DOCUMENT SEGMENT:

# Science behind "resting" in between cold smoking sessions



## donr (Feb 20, 2013)

I've read about about resting between cold smoking sessions for bacon/CB.  How does this work better than cold smoking continuously?  Does it have to do with the thickness of the meat?

Thanks

Don


----------



## diggingdogfarm (Feb 20, 2013)

I don't think I've ever seen a scientific explanation, it's one of the artistic components of curing and smoking meat. :biggrin:
On the anecdotal side, cold smoking without breaks can lead to harshness and bitterness, especially with long total smoke times.
Try it both ways and see what you think.

~Martin


----------



## chef jimmyj (Feb 20, 2013)

Records taken from a collection:
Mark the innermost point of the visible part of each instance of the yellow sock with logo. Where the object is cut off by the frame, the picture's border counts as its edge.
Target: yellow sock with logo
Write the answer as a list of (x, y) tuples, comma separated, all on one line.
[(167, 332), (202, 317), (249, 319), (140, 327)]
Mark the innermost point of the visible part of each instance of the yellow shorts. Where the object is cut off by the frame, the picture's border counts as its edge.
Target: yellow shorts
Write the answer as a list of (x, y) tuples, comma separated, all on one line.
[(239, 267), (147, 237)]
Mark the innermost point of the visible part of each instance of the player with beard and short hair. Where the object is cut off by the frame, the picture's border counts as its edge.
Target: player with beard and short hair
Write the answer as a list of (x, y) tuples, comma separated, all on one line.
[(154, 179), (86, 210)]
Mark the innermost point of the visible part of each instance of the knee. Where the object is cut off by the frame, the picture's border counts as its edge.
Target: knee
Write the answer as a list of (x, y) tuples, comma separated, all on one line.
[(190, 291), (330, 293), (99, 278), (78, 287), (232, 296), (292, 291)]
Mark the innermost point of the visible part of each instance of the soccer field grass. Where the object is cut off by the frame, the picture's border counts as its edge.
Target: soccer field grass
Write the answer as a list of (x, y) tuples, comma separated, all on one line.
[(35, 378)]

SET OF TASKS:
A) Please quote from the records, starting at the line that contains "the yellow shorts." and ending after the line that contains "Target: yellow shorts".
B) Continue the forum thread about resting between cold smoking sessions from the point where it ends.
The forum thread and the records have no connection to each other.

RESPONSES TO THE EXERCISE:
A)
Mark the innermost point of the visible part of each instance of the yellow shorts. Where the object is cut off by the frame, the picture's border counts as its edge.
Target: yellow shorts

B)
Grandpa, Would rest the meat between Cold smokes because he had other stuff to do. Garden, Grape Vines to tend, Wine to make and time for Beer drinking and socializing at the American Legion...He lit a fire in the morning got the smoke rolling and went about his business. He would tend the fire on and off for the morning but after 4-6 hours just let it die. We are talking Oct in Northern PA, so plenty cold to just leave everything hang in the block smoke house...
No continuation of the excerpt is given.